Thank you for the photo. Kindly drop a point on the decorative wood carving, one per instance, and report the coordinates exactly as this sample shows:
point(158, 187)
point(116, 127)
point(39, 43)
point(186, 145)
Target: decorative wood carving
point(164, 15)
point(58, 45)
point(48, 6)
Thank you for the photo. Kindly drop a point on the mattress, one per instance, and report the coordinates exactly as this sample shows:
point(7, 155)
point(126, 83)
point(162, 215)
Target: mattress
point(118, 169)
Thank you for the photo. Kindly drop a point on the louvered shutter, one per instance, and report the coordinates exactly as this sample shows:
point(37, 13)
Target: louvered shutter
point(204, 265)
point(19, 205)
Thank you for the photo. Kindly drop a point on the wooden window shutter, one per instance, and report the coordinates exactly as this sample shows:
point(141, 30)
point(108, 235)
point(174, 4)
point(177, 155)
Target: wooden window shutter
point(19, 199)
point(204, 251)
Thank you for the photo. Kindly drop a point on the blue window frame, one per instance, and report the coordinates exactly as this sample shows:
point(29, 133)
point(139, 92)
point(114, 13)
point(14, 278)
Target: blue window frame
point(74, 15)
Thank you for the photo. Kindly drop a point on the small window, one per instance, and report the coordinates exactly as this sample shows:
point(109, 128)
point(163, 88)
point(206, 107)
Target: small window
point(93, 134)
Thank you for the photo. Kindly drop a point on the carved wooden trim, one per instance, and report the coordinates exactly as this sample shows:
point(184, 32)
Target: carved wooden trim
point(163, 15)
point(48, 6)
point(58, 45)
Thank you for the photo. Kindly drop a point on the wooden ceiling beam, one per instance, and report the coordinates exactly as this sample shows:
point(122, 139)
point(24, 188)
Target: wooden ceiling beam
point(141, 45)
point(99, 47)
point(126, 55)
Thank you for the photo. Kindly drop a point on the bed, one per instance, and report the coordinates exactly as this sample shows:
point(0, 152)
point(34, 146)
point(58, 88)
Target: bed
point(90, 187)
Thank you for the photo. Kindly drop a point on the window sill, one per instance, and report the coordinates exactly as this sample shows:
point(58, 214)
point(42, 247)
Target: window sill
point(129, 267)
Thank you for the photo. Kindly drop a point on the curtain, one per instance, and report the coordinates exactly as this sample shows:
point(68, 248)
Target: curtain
+===+
DO THIS: Rewrite every line of the entries above as a Markdown table with two columns, Row and Entry line. Number each row and leave out blank lines.

TASK ANSWER:
| Row | Entry line |
|---|---|
| 1 | Thank you for the photo. Kindly drop a point on the decorative wood carving, one per instance, and report the coordinates exactly as this sample shows: |
| 2 | point(158, 187) |
| 3 | point(116, 127) |
| 4 | point(39, 43) |
| 5 | point(186, 145) |
| 6 | Target: decorative wood carving |
| 7 | point(164, 15) |
| 8 | point(58, 45) |
| 9 | point(48, 6) |
| 10 | Thank you for the photo. Kindly drop a point on the mattress, one per instance, and report the coordinates exactly as this sample shows: |
| 11 | point(7, 155) |
| 12 | point(126, 83) |
| 13 | point(162, 215) |
| 14 | Target: mattress |
| 15 | point(118, 169) |
| 16 | Thank you for the photo. Kindly drop a point on the louvered shutter, one per instance, and report the coordinates exactly as this sample shows: |
| 17 | point(37, 13) |
| 18 | Target: louvered shutter |
| 19 | point(204, 265) |
| 20 | point(19, 205) |
| 21 | Thank you for the photo. Kindly drop a point on the wooden window shutter, one per instance, and report the coordinates exactly as this sample shows: |
| 22 | point(141, 30) |
| 23 | point(108, 235) |
| 24 | point(174, 4) |
| 25 | point(177, 155) |
| 26 | Target: wooden window shutter |
| 27 | point(19, 199) |
| 28 | point(204, 251) |
| 29 | Thank you for the photo. Kindly drop a point on the blue window frame, one per instance, and report the coordinates exactly as this sample shows: |
| 30 | point(29, 133) |
| 31 | point(139, 92) |
| 32 | point(114, 13) |
| 33 | point(14, 278) |
| 34 | Target: blue window frame |
| 35 | point(74, 15) |
| 36 | Thank you for the photo. Kindly drop a point on the small window, one per instance, and report the coordinates exactly as this sample shows: |
| 37 | point(109, 128) |
| 38 | point(163, 88) |
| 39 | point(206, 107) |
| 40 | Target: small window |
| 41 | point(93, 134) |
| 42 | Thank you for the photo. Kindly drop a point on the carved wooden trim, one per instance, and report the coordinates exactly as this sample shows: |
| 43 | point(184, 32) |
| 44 | Target: carved wooden trim |
| 45 | point(163, 15) |
| 46 | point(48, 6) |
| 47 | point(58, 45) |
| 48 | Thank you for the photo. Kindly drop a point on the wooden ceiling beam, one per instance, and report the coordinates exactly as this sample shows: |
| 49 | point(122, 139) |
| 50 | point(24, 188) |
| 51 | Target: wooden ceiling beam |
| 52 | point(141, 45) |
| 53 | point(99, 47) |
| 54 | point(126, 55) |
| 55 | Thank you for the photo. Kindly drop a point on the bed, one per instance, and report the coordinates exactly as this sample shows: |
| 56 | point(0, 152) |
| 57 | point(34, 146) |
| 58 | point(58, 88) |
| 59 | Target: bed |
| 60 | point(90, 187) |
| 61 | Thank you for the photo. Kindly drop a point on the window sill, one per instance, and report the coordinates exactly as this sample shows: |
| 62 | point(58, 214) |
| 63 | point(42, 247) |
| 64 | Target: window sill |
| 65 | point(129, 267) |
| 66 | Thank you for the photo. Kindly drop a point on the curtain, one per instance, and report the coordinates exactly as this sample shows: |
| 67 | point(68, 248) |
| 68 | Target: curtain |